■ **PROMPT**: Pull out every line of the records below that contains the word "fabric", and copy each one in full.
^^^^^^^^
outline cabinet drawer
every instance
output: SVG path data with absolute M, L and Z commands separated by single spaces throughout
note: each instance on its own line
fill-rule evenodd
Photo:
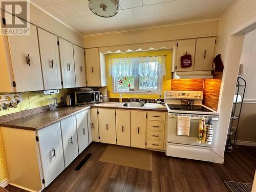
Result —
M 146 143 L 147 148 L 154 148 L 156 150 L 164 150 L 164 141 L 158 141 L 152 139 L 147 139 Z
M 163 112 L 148 112 L 147 114 L 148 119 L 154 121 L 165 121 L 165 113 Z
M 165 123 L 163 122 L 147 121 L 147 130 L 154 131 L 164 131 Z
M 149 139 L 164 140 L 164 133 L 154 131 L 147 132 L 147 138 Z

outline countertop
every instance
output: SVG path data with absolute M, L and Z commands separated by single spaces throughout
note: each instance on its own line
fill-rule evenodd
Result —
M 63 106 L 54 111 L 46 111 L 27 117 L 22 117 L 0 124 L 0 126 L 38 131 L 82 111 L 90 108 L 90 105 Z
M 166 107 L 162 104 L 154 103 L 145 103 L 144 106 L 141 108 L 131 108 L 127 106 L 123 106 L 123 104 L 125 102 L 106 102 L 92 104 L 91 105 L 92 108 L 106 108 L 106 109 L 115 109 L 122 110 L 143 110 L 143 111 L 154 111 L 167 112 Z
M 90 108 L 160 112 L 167 111 L 165 106 L 161 104 L 147 103 L 142 108 L 130 108 L 123 106 L 123 103 L 124 103 L 108 102 L 85 105 L 82 106 L 63 106 L 57 108 L 57 110 L 55 111 L 46 111 L 26 117 L 4 122 L 0 123 L 0 126 L 34 131 L 38 131 L 45 126 L 59 121 L 67 117 Z

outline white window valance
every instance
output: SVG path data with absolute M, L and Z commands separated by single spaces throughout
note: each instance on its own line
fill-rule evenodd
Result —
M 113 77 L 166 75 L 164 56 L 110 58 L 109 76 Z

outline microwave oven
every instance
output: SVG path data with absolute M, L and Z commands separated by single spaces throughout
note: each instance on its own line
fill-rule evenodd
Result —
M 71 102 L 73 105 L 99 103 L 99 91 L 74 91 L 72 93 Z

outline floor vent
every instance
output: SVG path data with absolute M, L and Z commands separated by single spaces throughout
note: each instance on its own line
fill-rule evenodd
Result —
M 86 163 L 87 160 L 89 159 L 90 157 L 92 156 L 92 154 L 89 153 L 86 155 L 86 157 L 82 159 L 82 161 L 78 164 L 78 165 L 75 168 L 75 170 L 79 170 L 83 166 L 83 165 Z
M 232 192 L 251 192 L 252 183 L 224 181 L 229 190 Z

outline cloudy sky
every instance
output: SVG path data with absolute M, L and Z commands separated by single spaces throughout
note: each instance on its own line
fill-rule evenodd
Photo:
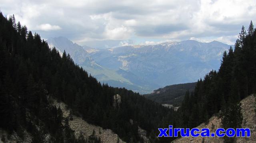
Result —
M 255 0 L 0 0 L 0 10 L 45 39 L 102 48 L 193 39 L 234 44 L 256 22 Z

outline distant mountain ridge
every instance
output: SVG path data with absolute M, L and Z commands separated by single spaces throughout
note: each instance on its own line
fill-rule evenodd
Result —
M 208 71 L 218 68 L 222 53 L 230 47 L 217 41 L 187 40 L 95 49 L 73 44 L 62 37 L 47 42 L 70 53 L 76 63 L 101 82 L 142 94 L 203 77 Z

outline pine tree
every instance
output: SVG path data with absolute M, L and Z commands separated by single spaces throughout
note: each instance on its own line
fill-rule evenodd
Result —
M 247 35 L 246 31 L 245 30 L 244 27 L 244 25 L 242 26 L 242 29 L 241 30 L 241 32 L 239 33 L 238 36 L 238 38 L 239 39 L 239 42 L 240 43 L 240 46 L 241 48 L 244 47 L 244 40 L 245 40 L 245 37 Z
M 250 36 L 252 36 L 253 35 L 254 32 L 254 25 L 252 24 L 252 22 L 251 20 L 251 22 L 250 23 L 249 25 L 249 28 L 248 29 L 248 35 Z

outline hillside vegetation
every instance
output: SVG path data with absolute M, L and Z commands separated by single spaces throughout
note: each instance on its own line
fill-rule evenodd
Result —
M 188 83 L 166 86 L 154 90 L 151 94 L 145 94 L 147 98 L 161 104 L 172 104 L 179 106 L 188 90 L 193 92 L 196 82 Z
M 62 110 L 47 96 L 62 102 L 90 124 L 109 129 L 127 142 L 142 142 L 138 127 L 151 142 L 159 142 L 156 129 L 171 121 L 172 110 L 125 88 L 102 84 L 76 65 L 69 54 L 51 49 L 38 33 L 0 13 L 0 127 L 32 142 L 99 142 L 95 137 L 78 138 Z M 117 106 L 113 96 L 122 98 Z M 132 120 L 132 123 L 130 121 Z M 62 124 L 62 123 L 64 123 Z

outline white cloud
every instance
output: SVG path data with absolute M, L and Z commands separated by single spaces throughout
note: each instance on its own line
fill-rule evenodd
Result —
M 49 24 L 40 25 L 37 26 L 36 28 L 37 30 L 40 30 L 45 31 L 57 30 L 61 29 L 61 28 L 58 25 L 52 25 Z
M 111 29 L 108 25 L 106 27 L 104 35 L 106 38 L 111 40 L 128 39 L 132 32 L 131 29 L 122 25 L 121 27 Z

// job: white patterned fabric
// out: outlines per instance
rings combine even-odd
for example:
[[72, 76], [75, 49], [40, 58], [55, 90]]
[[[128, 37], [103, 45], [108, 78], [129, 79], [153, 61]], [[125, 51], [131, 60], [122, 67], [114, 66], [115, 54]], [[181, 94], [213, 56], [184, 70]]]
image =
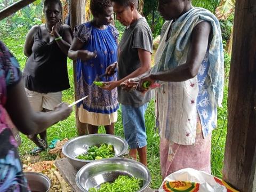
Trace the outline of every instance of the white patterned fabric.
[[[216, 17], [204, 9], [193, 8], [175, 22], [166, 21], [151, 70], [165, 71], [186, 63], [193, 30], [204, 21], [211, 24], [212, 34], [198, 75], [184, 82], [163, 83], [156, 90], [160, 135], [179, 145], [195, 142], [197, 113], [204, 137], [216, 126], [217, 107], [221, 105], [224, 80], [221, 33]], [[171, 37], [165, 42], [171, 25]]]

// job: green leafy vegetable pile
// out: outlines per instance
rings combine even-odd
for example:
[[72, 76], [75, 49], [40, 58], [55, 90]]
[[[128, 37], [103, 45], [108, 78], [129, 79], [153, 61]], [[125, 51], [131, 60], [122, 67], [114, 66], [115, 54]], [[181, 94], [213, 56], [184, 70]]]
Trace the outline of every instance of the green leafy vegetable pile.
[[99, 147], [90, 146], [87, 153], [79, 155], [76, 158], [83, 160], [97, 160], [114, 156], [114, 146], [112, 145], [102, 143]]
[[141, 179], [137, 179], [134, 177], [119, 175], [114, 182], [106, 182], [100, 185], [97, 189], [91, 188], [89, 192], [135, 192], [143, 186]]

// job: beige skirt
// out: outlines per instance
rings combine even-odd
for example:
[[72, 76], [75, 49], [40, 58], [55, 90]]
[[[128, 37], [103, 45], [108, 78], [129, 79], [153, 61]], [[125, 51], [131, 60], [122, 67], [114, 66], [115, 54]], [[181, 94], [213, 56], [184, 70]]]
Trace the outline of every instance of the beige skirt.
[[117, 111], [110, 114], [102, 114], [89, 112], [81, 105], [78, 108], [79, 120], [81, 123], [87, 123], [92, 125], [110, 125], [117, 121]]

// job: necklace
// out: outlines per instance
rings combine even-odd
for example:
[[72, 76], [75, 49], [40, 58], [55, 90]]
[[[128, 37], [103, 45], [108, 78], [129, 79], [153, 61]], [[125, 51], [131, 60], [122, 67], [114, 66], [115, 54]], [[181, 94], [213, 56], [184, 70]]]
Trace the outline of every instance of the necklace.
[[49, 29], [47, 29], [47, 26], [46, 26], [46, 23], [45, 23], [44, 25], [45, 26], [45, 29], [46, 29], [46, 30], [48, 31], [48, 33], [49, 33], [49, 34], [51, 36], [53, 36], [53, 33], [52, 33], [52, 31], [51, 30], [49, 30]]

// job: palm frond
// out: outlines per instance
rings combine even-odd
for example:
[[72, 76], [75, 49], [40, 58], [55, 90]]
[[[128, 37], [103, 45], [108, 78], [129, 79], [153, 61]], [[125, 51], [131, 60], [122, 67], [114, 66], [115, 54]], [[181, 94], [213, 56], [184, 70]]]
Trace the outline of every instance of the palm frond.
[[193, 0], [192, 4], [194, 6], [206, 9], [214, 13], [220, 2], [220, 0]]

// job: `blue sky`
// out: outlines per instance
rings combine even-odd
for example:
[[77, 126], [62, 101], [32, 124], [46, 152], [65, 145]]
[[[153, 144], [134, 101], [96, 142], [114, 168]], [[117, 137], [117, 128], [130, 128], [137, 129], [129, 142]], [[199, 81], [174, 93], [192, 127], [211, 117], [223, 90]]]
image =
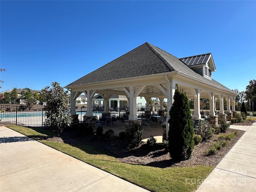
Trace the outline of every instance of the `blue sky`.
[[64, 86], [146, 42], [178, 58], [212, 52], [230, 89], [256, 79], [255, 1], [0, 4], [0, 91]]

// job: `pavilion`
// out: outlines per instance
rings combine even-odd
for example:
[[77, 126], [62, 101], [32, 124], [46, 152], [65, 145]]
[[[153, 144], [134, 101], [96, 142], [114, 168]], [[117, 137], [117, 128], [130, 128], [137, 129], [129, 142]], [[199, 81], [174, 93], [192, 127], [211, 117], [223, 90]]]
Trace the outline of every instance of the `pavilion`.
[[[234, 97], [237, 94], [212, 78], [212, 72], [215, 71], [210, 53], [179, 59], [146, 42], [65, 88], [70, 91], [73, 114], [76, 114], [76, 98], [82, 92], [85, 94], [88, 99], [86, 116], [88, 117], [93, 116], [92, 99], [96, 94], [100, 94], [104, 101], [108, 101], [113, 94], [126, 96], [130, 112], [127, 123], [130, 126], [140, 122], [136, 112], [137, 96], [146, 99], [146, 110], [149, 110], [148, 103], [151, 98], [158, 98], [160, 102], [167, 98], [169, 112], [178, 84], [188, 99], [194, 99], [193, 118], [201, 118], [200, 99], [207, 98], [210, 101], [210, 118], [216, 123], [216, 100], [220, 101], [219, 116], [224, 115], [223, 100], [226, 98], [226, 113], [230, 116], [235, 112]], [[104, 103], [105, 112], [107, 112], [108, 102]], [[167, 119], [169, 118], [168, 113]], [[166, 127], [168, 132], [168, 122]]]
^^^^^^^^
■ **TASK RESULT**:
// job: white patterned fabric
Trace the outline of every instance of the white patterned fabric.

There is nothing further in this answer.